Requirements >> Copy out the lines below word for word, starting at the line that contains "tree in the photo above. Give pixel coordinates." and ending at the line that contains "(1227, 377)", with both of those lines included.

** Begin **

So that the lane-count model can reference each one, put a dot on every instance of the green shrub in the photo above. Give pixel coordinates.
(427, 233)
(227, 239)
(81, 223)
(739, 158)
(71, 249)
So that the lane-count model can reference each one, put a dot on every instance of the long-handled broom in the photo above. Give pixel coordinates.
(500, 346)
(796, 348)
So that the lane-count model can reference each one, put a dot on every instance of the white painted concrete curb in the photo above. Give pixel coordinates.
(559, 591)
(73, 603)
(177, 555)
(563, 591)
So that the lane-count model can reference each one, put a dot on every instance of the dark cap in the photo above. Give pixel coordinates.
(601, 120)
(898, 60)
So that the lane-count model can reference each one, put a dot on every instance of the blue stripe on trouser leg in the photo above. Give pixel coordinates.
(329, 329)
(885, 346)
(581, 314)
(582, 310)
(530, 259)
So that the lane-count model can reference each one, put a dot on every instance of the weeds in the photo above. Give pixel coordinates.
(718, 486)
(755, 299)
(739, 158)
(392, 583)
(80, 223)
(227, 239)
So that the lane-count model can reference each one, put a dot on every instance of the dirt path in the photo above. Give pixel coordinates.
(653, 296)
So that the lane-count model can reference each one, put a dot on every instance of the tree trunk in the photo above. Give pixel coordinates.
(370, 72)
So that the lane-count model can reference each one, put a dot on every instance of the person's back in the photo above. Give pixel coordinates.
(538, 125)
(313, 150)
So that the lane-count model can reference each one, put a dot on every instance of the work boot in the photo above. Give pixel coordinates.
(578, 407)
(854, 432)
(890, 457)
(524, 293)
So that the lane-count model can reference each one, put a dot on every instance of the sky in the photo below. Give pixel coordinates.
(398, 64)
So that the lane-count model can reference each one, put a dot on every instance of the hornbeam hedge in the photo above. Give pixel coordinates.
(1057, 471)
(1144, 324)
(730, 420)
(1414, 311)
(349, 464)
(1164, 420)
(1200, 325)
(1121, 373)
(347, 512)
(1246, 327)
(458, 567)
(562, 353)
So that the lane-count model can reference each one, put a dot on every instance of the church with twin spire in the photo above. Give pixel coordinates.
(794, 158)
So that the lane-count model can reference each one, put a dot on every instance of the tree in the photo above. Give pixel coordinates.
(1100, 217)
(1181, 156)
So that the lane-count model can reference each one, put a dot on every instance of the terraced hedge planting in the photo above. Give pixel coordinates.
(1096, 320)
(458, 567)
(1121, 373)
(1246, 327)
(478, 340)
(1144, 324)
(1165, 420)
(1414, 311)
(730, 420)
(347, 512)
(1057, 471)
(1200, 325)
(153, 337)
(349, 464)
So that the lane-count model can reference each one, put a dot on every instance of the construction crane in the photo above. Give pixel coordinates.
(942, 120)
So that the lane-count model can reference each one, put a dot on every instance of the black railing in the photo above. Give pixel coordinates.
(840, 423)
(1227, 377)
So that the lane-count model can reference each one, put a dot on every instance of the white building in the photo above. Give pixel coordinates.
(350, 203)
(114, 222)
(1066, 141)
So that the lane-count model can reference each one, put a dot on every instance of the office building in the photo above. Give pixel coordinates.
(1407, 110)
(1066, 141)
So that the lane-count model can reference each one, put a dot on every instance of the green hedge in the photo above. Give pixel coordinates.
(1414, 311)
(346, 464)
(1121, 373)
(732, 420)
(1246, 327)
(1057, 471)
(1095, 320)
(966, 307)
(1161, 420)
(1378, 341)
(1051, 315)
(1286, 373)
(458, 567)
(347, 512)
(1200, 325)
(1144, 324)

** End **

Final result >>
So that the lane-count model can reference each one, put a dot on every instance of the tree in the photo above. Give pixel coordinates.
(1100, 217)
(1181, 156)
So that the lane-count model can reference each one, put a dot on every instance of the terraced hedge planting in the photo above. Give pixel coordinates.
(1096, 320)
(458, 567)
(1121, 373)
(1246, 327)
(478, 340)
(1144, 324)
(1165, 420)
(1414, 311)
(730, 420)
(347, 512)
(1057, 471)
(1200, 325)
(153, 337)
(349, 464)
So that the lane-count model can reference each one, put a dot on every instance of the construction crane in the photo above. Give pixel coordinates.
(942, 120)
So that the lane-count model can reference each one, put a dot on every instance of the black railing in the photo above. Give pixel coordinates.
(840, 423)
(1227, 377)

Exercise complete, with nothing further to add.